**TESTO SELEZIONATO:**

────────────────────

La procura di Perugia non riaprirà l’indagine sulla morte di Aldo Bianzino: i magistrati hanno rigettato la richiesta di svolgere nuovi accertamenti avanzata nel maggio scorso dal figlio Rudra. Il falegname di Vercelli, 44 anni, incensurato, era stato arrestato nel 2007 per il possesso di alcune piantine di cannabis e morto dopo nemmeno 48 ore trascorse nel carcere di Perugia. Le indagini hanno escluso l’omicidio fin dall’inizio, identificando in un aneurisma cerebrale come causa del decesso: nel dicembre 2009 il fascicolo per omicidio a carico di ignoti è stato archiviato, mentre quello per omissione di soccorso ha portato, nel giugno 2015, alla condanna dell’agente penitenziario Gianluca Cantoro a un anno di reclusione (coperto da indulto). Per il sostituto procuratore Giuseppe Petrazzini non ci sono elementi sufficienti per aprire un nuovo procedimento.

────────────────────

**DATI FORNITI:**
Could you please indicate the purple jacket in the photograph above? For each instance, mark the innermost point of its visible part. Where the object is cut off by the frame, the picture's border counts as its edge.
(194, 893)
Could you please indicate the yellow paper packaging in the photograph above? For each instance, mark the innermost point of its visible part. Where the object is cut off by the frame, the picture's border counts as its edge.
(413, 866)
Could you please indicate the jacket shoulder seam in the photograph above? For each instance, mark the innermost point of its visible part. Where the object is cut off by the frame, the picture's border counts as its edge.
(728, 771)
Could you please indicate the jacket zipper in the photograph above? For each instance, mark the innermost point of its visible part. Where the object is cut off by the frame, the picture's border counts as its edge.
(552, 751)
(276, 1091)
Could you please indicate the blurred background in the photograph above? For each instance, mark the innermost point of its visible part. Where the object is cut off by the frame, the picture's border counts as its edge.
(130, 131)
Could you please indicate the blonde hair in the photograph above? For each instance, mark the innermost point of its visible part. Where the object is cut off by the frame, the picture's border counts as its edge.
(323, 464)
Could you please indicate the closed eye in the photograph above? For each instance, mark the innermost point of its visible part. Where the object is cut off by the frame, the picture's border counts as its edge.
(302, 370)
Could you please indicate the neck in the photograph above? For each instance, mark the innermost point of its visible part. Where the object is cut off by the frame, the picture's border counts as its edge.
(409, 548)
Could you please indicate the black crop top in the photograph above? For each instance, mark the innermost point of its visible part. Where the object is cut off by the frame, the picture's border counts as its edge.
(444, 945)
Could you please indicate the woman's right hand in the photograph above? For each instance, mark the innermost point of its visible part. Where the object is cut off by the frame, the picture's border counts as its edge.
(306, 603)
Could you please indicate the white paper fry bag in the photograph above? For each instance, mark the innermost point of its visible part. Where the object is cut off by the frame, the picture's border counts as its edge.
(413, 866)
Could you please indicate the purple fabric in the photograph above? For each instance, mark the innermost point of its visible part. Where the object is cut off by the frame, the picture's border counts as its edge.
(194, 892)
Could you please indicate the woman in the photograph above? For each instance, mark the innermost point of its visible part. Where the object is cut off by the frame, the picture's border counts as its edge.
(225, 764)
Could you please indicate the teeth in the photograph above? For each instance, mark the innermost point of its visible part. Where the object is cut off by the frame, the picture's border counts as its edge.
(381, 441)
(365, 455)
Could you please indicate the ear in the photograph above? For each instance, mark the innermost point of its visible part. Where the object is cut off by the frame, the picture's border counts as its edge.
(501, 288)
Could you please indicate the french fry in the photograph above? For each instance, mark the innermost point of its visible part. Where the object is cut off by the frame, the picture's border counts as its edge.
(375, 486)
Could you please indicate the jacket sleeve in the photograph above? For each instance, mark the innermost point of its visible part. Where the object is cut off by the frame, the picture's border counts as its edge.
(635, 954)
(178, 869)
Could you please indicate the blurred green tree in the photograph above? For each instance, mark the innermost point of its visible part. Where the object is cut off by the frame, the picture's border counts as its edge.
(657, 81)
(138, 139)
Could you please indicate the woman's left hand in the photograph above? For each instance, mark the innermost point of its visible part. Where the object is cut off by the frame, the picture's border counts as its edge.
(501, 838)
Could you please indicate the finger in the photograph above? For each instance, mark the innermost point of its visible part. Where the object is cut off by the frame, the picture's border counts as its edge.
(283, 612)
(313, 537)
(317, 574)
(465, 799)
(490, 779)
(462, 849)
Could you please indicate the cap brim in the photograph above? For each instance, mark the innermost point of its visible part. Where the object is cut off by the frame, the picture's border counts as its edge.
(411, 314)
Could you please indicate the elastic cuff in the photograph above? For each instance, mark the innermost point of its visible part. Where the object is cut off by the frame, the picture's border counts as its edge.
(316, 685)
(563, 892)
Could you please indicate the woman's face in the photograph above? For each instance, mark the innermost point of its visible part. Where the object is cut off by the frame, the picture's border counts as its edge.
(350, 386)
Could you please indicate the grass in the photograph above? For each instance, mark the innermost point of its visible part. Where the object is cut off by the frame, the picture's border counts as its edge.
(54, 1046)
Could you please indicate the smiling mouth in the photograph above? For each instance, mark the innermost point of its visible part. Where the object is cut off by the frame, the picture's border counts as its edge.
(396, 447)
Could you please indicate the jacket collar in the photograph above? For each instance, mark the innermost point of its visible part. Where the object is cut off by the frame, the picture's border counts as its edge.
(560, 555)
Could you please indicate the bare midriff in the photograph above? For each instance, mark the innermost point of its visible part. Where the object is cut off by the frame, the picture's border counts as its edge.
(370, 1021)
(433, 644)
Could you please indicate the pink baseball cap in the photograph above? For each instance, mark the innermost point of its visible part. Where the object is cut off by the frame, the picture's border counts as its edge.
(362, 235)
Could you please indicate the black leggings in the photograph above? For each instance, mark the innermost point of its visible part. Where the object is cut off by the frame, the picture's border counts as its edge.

────────────────────

**CONSEGNA:**
Ricopia fedelmente il passo del testo sulla morte di Aldo Bianzino che si apre con le parole contenenti "La procura di" e si chiude con "un nuovo procedimento.".

**RISPOSTA ATTESA:**
La procura di Perugia non riaprirà l’indagine sulla morte di Aldo Bianzino: i magistrati hanno rigettato la richiesta di svolgere nuovi accertamenti avanzata nel maggio scorso dal figlio Rudra. Il falegname di Vercelli, 44 anni, incensurato, era stato arrestato nel 2007 per il possesso di alcune piantine di cannabis e morto dopo nemmeno 48 ore trascorse nel carcere di Perugia. Le indagini hanno escluso l’omicidio fin dall’inizio, identificando in un aneurisma cerebrale come causa del decesso: nel dicembre 2009 il fascicolo per omicidio a carico di ignoti è stato archiviato, mentre quello per omissione di soccorso ha portato, nel giugno 2015, alla condanna dell’agente penitenziario Gianluca Cantoro a un anno di reclusione (coperto da indulto). Per il sostituto procuratore Giuseppe Petrazzini non ci sono elementi sufficienti per aprire un nuovo procedimento.